**Source extract:**
A few years ago Fishamble launched a project called Tiny Plays for Ireland: theater pieces under 600 words on a modern Irish issue. Expecting a few hundred submissions, Culleton was shocked to receive over 1,700, from established writers such as Colum McCann and Maeve Binchy to people who had never written plays before.
"That project gave a voice to a lot of people who have a sense of frustration and have the desire to express themselves," Culleton says. "And maybe social media wasn't quite doing it for them!"
The immediacy of live theatre enables these writers to provoke audiences by aiming their outrage at problems facing Ireland and, in our increasingly globalized society, the world. In Little Thing, Big Thing, O'Kelly questions his government's approach to immigration control and the ruthless greed driving oil companies toward profit. "When you hold a seed in your hand, it's dormant," he says. "What you have to do to get the seed to grow is break the dormancy. It's a phrase I often think of when writing plays. That's the job of art: to break the dormancy. I hope that would be a motto that Irish playwrights would adhere to."

**Data supplied:**

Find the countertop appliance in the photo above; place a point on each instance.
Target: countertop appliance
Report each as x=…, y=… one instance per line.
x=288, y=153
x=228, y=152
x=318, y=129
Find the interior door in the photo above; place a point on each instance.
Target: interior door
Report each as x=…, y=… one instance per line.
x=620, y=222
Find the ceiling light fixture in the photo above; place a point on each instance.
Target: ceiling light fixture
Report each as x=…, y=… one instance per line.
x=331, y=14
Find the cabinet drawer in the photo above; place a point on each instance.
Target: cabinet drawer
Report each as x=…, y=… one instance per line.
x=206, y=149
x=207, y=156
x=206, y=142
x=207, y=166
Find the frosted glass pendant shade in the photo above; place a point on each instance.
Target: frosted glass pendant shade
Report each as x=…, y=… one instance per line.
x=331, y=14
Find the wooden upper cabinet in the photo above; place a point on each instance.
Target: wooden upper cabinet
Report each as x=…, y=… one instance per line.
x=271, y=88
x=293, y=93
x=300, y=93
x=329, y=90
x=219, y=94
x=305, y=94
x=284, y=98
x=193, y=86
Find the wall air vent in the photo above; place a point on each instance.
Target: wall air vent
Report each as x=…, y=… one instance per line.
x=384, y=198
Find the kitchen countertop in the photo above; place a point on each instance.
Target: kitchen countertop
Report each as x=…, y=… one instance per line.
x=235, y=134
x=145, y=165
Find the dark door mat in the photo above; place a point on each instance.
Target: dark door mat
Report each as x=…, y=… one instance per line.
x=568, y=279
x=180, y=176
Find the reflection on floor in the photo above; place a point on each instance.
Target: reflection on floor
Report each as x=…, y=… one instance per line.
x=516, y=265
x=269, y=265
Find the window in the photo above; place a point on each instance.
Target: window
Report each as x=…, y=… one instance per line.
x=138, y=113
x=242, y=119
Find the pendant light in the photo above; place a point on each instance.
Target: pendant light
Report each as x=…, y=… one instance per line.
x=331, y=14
==
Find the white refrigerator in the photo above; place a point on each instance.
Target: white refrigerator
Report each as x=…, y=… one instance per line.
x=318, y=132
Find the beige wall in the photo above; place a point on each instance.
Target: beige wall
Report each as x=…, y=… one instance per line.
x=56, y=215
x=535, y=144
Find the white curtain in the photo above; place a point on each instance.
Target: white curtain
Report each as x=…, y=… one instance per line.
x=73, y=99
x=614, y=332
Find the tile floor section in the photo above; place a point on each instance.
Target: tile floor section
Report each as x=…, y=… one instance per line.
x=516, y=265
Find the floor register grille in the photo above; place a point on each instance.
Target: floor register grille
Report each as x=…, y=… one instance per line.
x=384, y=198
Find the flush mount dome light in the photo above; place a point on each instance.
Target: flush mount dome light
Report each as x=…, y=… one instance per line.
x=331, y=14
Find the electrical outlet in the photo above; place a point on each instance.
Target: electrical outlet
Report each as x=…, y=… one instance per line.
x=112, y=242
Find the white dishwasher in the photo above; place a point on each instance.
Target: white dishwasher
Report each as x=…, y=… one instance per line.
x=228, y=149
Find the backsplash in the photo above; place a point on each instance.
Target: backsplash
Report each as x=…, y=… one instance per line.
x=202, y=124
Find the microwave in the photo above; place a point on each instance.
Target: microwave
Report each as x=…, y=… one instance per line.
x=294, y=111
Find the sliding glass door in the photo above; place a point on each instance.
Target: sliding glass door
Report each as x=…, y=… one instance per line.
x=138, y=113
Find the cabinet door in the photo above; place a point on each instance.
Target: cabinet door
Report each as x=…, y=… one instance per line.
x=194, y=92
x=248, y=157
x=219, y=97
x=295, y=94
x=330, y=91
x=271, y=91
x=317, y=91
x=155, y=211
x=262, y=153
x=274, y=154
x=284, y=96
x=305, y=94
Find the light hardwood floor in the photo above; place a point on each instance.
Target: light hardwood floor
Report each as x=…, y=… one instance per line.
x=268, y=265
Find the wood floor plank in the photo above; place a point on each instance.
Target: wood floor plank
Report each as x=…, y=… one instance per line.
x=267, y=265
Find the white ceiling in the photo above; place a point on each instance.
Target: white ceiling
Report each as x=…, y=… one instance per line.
==
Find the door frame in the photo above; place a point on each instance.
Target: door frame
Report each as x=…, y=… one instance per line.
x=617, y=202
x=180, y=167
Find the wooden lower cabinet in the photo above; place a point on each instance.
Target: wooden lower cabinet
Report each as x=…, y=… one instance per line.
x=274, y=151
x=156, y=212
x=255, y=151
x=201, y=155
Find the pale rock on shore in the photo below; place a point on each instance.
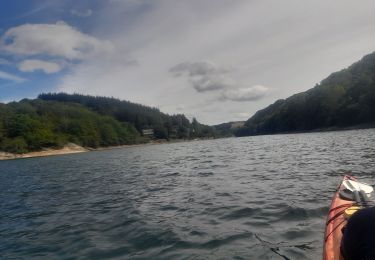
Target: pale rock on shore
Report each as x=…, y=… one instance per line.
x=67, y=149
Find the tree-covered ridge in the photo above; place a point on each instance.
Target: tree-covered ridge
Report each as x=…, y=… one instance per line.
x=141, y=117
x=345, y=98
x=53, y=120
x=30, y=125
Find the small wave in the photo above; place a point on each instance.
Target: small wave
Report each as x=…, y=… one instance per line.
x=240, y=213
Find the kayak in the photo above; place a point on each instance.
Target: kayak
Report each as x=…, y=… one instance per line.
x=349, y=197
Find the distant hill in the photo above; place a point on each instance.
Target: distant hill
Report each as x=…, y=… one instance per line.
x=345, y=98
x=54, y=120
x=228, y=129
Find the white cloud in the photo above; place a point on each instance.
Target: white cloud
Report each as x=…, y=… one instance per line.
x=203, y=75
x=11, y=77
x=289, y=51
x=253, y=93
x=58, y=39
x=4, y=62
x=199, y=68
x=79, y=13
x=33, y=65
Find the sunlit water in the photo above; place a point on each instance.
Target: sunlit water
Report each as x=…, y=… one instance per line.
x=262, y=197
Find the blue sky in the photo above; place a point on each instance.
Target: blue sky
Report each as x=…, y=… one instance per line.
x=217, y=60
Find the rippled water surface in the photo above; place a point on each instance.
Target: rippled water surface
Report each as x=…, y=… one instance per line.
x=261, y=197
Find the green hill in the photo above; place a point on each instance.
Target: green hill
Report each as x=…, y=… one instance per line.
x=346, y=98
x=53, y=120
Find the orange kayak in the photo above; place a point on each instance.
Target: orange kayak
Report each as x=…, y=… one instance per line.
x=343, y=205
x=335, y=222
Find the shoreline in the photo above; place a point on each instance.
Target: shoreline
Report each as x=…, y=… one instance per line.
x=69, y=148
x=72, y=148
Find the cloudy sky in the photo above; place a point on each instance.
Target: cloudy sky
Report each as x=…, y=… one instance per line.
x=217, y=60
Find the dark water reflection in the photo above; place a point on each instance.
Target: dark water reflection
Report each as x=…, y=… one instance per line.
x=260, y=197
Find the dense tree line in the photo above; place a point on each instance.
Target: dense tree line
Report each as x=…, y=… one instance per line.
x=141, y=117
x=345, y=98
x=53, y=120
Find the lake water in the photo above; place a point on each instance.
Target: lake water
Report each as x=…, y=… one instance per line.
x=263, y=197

**Goal:**
Put this sentence from the passage on Irish theater into Spanish: "What you have to do to get the seed to grow is break the dormancy."

**Response to this task:**
Lo que tienes que hacer para que la semilla crezca es romper la latencia.